What you need to do :: Give back, exactly and with nothing added, the lines that run from the one containing "Quick favor — would you locate the toilet" to the final line below.

***** Exercise data

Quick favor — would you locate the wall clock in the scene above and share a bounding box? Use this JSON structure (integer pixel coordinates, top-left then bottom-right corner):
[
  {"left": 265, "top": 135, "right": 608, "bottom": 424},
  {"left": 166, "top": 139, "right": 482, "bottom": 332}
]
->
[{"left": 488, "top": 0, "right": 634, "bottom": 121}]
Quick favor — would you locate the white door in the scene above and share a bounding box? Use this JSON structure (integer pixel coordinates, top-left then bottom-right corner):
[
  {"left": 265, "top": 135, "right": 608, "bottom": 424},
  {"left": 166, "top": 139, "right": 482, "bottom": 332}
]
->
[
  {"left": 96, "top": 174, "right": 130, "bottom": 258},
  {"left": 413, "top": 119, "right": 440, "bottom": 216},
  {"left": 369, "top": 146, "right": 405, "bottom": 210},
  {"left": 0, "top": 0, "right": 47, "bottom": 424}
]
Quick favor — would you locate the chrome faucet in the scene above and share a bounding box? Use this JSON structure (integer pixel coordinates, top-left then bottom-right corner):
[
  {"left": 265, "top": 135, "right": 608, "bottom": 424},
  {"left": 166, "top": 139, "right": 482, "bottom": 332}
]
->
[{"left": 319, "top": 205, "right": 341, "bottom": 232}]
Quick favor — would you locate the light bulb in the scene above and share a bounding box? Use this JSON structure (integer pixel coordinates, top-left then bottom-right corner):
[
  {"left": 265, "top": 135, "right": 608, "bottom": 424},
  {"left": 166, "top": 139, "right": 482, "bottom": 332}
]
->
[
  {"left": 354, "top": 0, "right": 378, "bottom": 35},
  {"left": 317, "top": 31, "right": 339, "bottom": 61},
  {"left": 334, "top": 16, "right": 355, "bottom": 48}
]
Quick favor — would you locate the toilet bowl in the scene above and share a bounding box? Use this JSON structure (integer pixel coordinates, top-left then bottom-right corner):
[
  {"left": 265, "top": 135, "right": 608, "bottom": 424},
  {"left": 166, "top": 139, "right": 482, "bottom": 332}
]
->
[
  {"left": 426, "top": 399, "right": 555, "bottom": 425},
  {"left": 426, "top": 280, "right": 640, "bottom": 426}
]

**********

Response to this task ::
Quick favor — would you locate the toilet bowl in the scene above and share a bounding box? Use this JSON structure (integer pixel coordinates, top-left then bottom-right corner):
[
  {"left": 265, "top": 135, "right": 608, "bottom": 424},
  {"left": 166, "top": 139, "right": 482, "bottom": 332}
]
->
[
  {"left": 426, "top": 399, "right": 555, "bottom": 425},
  {"left": 426, "top": 280, "right": 640, "bottom": 426}
]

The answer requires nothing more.